-- Start of Extracted entries --
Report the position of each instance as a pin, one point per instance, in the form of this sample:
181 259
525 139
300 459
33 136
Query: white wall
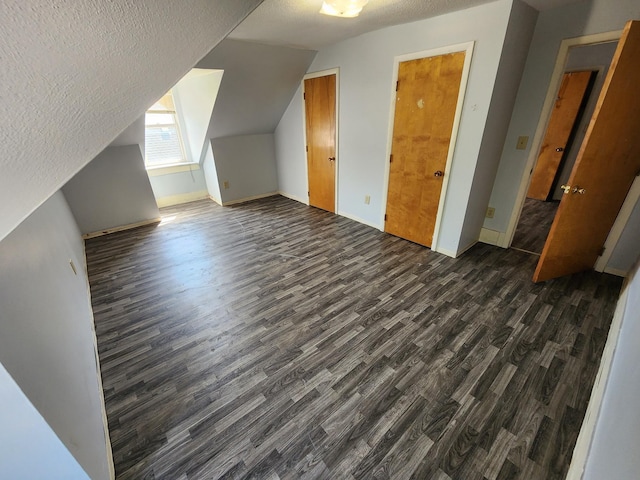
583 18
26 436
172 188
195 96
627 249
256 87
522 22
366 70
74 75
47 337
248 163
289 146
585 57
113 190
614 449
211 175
-- End of Extracted entries --
__Stated goal__:
Can you write out all the records above again, switching "white wall" to "gray wall" and changing nothing else? Leave the pictures out of your answer.

__The result__:
Report the position of each instance as a pin, one point per instance, in the form of this sample:
181 259
525 139
300 459
33 136
Query: gray wall
583 18
26 436
172 188
195 96
627 249
256 87
522 22
366 70
74 75
47 337
248 163
289 146
585 57
113 190
614 449
211 175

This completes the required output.